Dataset records =
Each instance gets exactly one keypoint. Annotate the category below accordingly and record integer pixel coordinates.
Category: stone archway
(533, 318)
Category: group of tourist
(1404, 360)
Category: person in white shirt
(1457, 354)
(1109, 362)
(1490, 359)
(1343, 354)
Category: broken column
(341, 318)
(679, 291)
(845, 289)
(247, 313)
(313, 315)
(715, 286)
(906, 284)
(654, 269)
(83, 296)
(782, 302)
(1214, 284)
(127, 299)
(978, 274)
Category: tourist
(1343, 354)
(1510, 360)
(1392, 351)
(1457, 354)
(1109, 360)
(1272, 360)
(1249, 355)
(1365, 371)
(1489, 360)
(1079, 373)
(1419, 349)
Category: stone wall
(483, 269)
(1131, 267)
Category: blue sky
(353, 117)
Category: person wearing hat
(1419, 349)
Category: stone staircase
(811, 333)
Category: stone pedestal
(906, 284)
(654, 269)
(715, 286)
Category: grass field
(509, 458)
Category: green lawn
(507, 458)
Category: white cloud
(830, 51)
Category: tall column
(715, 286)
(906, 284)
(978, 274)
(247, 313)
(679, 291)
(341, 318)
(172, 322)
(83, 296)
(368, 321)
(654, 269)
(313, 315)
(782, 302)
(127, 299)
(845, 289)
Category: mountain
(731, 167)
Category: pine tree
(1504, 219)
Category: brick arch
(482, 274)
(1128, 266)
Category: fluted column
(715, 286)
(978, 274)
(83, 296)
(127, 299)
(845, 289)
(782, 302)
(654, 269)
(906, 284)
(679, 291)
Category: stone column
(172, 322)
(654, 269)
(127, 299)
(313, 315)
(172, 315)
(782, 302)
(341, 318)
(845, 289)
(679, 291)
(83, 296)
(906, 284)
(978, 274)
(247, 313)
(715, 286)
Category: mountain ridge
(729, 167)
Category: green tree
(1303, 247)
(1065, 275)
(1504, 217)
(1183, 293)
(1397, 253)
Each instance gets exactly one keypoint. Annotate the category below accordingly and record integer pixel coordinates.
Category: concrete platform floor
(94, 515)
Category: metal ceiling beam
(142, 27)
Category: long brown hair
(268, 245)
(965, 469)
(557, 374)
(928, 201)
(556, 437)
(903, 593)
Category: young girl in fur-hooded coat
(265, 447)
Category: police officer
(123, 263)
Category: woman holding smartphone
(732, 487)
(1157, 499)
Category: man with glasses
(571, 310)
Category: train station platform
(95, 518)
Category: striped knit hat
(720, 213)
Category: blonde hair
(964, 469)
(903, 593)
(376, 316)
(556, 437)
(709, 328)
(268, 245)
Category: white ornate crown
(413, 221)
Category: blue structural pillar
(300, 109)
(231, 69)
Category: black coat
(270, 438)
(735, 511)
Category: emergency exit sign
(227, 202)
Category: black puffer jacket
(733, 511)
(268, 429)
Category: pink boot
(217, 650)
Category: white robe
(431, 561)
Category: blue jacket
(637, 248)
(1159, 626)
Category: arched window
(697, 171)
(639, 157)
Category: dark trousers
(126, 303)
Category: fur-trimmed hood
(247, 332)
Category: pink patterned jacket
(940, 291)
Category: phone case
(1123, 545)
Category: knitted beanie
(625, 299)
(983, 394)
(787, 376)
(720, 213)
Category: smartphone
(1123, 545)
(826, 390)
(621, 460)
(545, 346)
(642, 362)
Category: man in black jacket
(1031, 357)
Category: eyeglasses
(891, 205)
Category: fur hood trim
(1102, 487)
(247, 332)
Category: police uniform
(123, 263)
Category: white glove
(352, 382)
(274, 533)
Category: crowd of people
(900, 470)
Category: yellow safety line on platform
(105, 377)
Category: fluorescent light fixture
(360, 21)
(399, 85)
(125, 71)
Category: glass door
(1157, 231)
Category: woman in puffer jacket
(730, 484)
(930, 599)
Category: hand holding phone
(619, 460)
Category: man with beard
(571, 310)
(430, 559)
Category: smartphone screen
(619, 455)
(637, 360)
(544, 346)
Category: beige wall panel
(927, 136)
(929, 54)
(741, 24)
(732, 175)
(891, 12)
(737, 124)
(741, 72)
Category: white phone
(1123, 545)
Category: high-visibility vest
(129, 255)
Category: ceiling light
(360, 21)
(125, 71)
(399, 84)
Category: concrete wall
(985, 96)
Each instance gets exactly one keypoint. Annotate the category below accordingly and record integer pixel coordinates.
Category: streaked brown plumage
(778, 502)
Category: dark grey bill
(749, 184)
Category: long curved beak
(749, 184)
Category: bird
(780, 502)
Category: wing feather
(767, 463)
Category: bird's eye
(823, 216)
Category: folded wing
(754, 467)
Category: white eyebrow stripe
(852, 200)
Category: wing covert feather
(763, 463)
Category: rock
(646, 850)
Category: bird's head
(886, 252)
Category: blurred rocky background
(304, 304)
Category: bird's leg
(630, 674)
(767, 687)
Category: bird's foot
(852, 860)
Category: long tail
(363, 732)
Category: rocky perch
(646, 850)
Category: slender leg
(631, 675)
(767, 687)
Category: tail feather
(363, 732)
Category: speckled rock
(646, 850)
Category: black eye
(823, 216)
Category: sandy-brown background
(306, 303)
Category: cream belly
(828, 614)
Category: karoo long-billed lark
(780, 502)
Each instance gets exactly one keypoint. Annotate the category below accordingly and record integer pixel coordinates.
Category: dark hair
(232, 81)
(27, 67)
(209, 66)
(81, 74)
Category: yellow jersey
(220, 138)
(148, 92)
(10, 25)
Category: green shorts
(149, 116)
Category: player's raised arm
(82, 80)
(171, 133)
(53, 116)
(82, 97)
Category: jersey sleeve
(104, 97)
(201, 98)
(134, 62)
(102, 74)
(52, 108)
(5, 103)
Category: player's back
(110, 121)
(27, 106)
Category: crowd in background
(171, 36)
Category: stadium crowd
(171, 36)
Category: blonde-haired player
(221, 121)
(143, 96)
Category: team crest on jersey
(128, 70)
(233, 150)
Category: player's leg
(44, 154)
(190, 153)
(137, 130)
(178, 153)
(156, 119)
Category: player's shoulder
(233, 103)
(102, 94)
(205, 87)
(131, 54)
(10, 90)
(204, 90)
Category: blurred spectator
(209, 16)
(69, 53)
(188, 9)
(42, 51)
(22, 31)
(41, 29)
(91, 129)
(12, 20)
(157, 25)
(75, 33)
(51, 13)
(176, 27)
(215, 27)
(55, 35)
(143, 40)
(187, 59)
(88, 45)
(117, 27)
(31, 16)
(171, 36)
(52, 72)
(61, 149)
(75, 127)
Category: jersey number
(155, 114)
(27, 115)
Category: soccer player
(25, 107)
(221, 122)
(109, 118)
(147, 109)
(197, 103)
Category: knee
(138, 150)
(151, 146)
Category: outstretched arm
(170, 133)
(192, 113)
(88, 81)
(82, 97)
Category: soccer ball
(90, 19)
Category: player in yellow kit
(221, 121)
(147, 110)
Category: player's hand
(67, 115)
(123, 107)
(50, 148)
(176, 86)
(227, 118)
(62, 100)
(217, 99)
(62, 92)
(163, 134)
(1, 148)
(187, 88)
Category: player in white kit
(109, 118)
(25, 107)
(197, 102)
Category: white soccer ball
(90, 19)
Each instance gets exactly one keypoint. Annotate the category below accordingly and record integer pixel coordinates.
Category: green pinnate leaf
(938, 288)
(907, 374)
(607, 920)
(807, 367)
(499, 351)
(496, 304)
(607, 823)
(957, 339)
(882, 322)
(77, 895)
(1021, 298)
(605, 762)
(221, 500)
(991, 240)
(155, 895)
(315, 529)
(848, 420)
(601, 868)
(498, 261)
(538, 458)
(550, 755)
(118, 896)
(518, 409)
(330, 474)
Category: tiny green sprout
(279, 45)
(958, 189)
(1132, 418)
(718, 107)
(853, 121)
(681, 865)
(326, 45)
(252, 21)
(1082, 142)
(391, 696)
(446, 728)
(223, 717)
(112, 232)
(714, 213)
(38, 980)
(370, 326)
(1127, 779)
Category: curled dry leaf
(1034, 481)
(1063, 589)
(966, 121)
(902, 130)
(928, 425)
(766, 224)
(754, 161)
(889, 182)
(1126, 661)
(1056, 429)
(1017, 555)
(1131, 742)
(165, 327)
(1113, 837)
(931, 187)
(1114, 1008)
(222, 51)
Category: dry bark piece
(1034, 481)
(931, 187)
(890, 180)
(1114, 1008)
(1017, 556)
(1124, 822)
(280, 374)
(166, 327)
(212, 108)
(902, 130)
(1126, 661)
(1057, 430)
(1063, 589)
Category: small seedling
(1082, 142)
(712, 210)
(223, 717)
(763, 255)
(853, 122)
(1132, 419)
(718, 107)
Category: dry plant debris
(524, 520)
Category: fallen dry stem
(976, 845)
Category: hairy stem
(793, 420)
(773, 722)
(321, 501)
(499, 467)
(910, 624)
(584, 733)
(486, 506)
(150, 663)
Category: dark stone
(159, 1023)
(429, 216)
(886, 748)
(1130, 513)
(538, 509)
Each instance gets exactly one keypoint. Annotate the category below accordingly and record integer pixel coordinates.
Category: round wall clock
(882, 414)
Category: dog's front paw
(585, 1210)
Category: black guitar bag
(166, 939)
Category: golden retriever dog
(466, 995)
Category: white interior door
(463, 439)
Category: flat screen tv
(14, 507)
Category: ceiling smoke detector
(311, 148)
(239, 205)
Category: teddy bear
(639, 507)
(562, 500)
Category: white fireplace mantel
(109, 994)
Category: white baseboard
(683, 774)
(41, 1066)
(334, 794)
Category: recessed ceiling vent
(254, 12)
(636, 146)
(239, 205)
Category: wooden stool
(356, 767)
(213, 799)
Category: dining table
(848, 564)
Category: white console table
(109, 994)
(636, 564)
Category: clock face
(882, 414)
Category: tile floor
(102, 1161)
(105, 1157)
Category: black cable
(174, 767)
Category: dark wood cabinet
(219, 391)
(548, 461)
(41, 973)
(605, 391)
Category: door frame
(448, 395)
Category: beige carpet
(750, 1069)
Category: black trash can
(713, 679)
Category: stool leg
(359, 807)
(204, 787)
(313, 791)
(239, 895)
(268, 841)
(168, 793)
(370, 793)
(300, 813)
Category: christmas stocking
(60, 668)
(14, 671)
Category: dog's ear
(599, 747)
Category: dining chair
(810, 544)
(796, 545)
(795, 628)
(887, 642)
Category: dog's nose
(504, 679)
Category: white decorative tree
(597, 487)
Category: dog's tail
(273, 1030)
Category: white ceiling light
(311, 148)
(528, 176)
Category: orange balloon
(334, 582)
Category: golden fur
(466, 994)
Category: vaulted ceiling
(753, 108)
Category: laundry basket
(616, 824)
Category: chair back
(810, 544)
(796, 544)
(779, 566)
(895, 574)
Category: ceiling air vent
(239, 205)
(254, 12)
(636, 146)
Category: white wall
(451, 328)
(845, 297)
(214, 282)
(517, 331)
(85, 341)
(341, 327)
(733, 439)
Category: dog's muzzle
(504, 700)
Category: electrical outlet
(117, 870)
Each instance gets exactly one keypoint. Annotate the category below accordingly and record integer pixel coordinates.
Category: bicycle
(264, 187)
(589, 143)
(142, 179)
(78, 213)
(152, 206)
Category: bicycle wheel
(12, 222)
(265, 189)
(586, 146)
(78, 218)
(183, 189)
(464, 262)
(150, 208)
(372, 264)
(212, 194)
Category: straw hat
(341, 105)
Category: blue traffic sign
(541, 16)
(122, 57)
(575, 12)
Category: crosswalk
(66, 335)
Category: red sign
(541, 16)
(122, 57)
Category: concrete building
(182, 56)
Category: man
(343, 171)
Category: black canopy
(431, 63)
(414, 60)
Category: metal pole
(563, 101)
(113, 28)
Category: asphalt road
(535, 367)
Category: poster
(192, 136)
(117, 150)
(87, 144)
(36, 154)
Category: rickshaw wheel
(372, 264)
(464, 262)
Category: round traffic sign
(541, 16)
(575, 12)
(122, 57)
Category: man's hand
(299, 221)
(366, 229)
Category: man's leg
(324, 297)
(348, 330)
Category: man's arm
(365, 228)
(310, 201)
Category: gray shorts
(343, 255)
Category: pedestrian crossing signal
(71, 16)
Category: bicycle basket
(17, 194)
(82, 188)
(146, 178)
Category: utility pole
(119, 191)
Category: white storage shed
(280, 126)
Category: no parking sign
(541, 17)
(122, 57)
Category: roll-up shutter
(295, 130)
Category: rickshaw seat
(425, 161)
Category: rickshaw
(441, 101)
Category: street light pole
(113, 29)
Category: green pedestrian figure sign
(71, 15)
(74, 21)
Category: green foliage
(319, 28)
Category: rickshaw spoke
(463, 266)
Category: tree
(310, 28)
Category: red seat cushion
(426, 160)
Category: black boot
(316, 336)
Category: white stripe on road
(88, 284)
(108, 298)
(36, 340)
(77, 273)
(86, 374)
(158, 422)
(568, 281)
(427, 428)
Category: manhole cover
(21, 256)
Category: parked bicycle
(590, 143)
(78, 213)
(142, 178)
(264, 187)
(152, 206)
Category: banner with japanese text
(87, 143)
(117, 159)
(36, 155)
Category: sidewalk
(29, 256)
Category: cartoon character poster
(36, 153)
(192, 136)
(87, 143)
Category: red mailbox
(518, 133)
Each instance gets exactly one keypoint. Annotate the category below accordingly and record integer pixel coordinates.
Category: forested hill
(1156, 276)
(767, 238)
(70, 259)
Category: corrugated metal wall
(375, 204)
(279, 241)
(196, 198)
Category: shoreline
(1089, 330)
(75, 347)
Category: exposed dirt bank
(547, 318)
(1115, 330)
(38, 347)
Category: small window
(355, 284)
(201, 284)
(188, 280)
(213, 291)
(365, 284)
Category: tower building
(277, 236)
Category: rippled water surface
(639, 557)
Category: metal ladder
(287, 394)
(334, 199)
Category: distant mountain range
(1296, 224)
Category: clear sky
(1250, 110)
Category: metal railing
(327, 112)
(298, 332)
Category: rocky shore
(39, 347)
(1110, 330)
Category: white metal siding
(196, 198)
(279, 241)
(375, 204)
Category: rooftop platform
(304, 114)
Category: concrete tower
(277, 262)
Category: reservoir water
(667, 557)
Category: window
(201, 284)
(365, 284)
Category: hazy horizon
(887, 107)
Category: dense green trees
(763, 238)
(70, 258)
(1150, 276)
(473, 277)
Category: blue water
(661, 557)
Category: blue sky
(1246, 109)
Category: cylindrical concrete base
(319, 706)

Work instructions = Take the line with "Category: manhole cover" and all lines after it through the end of the records, and write them out exactly; include nothing else.

Full solution =
Category: manhole cover
(21, 256)
Category: parked bicycle
(590, 143)
(78, 213)
(142, 178)
(264, 187)
(152, 206)
Category: banner with japanese text
(87, 143)
(117, 159)
(36, 155)
Category: sidewalk
(29, 256)
Category: cartoon character poster
(36, 153)
(192, 136)
(87, 143)
Category: red mailbox
(518, 133)
Each instance gets exactly one keypoint. Annotate the category below accordingly and record integer pixel coordinates.
Category: forested hill
(1156, 276)
(767, 238)
(70, 259)
Category: corrugated metal wall
(375, 204)
(279, 241)
(196, 198)
Category: shoreline
(1089, 330)
(75, 347)
Category: exposed dirt bank
(547, 318)
(1115, 330)
(38, 347)
Category: small window
(355, 284)
(201, 284)
(188, 280)
(213, 291)
(365, 284)
Category: tower building
(277, 236)
Category: rippled water surface
(639, 557)
Category: metal ladder
(287, 394)
(334, 199)
Category: distant mountain range
(1296, 224)
Category: clear sky
(1250, 110)
Category: metal railing
(327, 112)
(298, 332)
Category: rocky shore
(39, 347)
(1110, 330)
Category: white metal siding
(196, 198)
(279, 241)
(375, 204)
Category: rooftop platform
(304, 114)
Category: concrete tower
(277, 262)
Category: reservoir water
(667, 557)
Category: window
(201, 284)
(365, 284)
Category: hazy horizon
(887, 107)
Category: dense green trees
(763, 238)
(70, 258)
(1150, 276)
(473, 277)
Category: blue water
(661, 557)
Category: blue sky
(1246, 109)
Category: cylindrical concrete base
(319, 706)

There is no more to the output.